Kyodo News The sale of 12 health resorts to repay debts incurred by the now-defunct Pension Welfare Service Public Corp. is not proceeding smoothly because the local governments that were asked to purchase them are all refusing to do so.

The corporation chalked up losses of 2.3 trillion yen in fiscal 2000 alone and was replaced by the Pension Management Fund in April. The fund is now investing in national bonds and stocks, using part of its 147 trillion yen reserve fund collected from contributions for welfare and national annuity pensions.

Opened in the 1980s, the Greenpia health resorts, located nationwide from Hokkaido to Kagoshima, each have a large area of land and are equipped with campsites as well as first-class lodging facilities.

The state pays the expenses of buying the land, building the facilities and their upkeep, while their operators, the Pension Resort Association and public-private sector companies set up by local governments, pay the utility and personnel costs. Despite these favorable conditions, only five of the 12 resorts have no cumulative debts.

The operators are doing everything they can to attract customers, including abolishing higher weekend fees and offering other incentives, but some of them are in unfavorable geographical locations and are losing out to private competitors.

“There were few resort facilities at that time and it was meaningful to return benefits to insured people who had been paying their premiums for a long time,” said an official at the Health, Labor and Welfare Ministry.

Debts incurred in the expansion of business during the assets-inflated bubble economy have swelled, and the fact that many bureaucrats became executives at the operators of the resorts after retirement from top government posts has been sharply criticized.

■ ■ ■

*What to do*
Can you continue the news report on the sale of the Greenpia health resorts, picking up after its final sentence?

■ ■ ■

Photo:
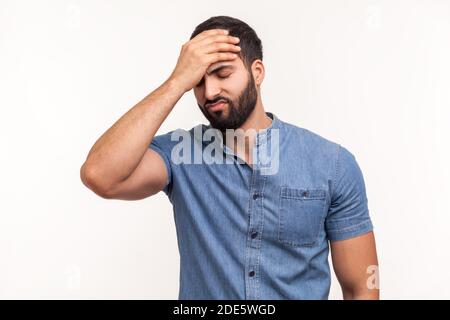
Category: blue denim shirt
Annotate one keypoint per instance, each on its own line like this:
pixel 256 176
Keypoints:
pixel 248 233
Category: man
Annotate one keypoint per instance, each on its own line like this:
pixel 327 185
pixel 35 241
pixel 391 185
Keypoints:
pixel 255 226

■ ■ ■

*Result for this exercise*
The secretariat of the Cabinet’s administrative reform headquarters came up with a revised proposal this month that the resorts be transferred to the private sector by fiscal 2005. The move is part of Prime Minister Junichiro Koizumi’s government’s efforts to streamline the bureaucracy and cut fiscal expenditures provided to state-backed corporations.

However, as all the local governments asked to buy the facilities have rejected the deal, making it impossible to recover the 190 billion yen invested in their construction, taxpayers will have to shoulder the debt.

Also targeted in the reform is Labor Welfare Corp., which runs 39 hospitals throughout the country for treating workers injured in industrial accidents.

With the economic slump, however, such accidents have been decreasing year on year, and the hospitals are losing a combined 15 billion yen a year. The cumulative deficit in the last 10 years amounts to about 137 billion yen.

“Frankly speaking, the reform plan gets on our nerves. There should be reform for bad corporations and reform for good corporations,” one of the corporation’s executives said.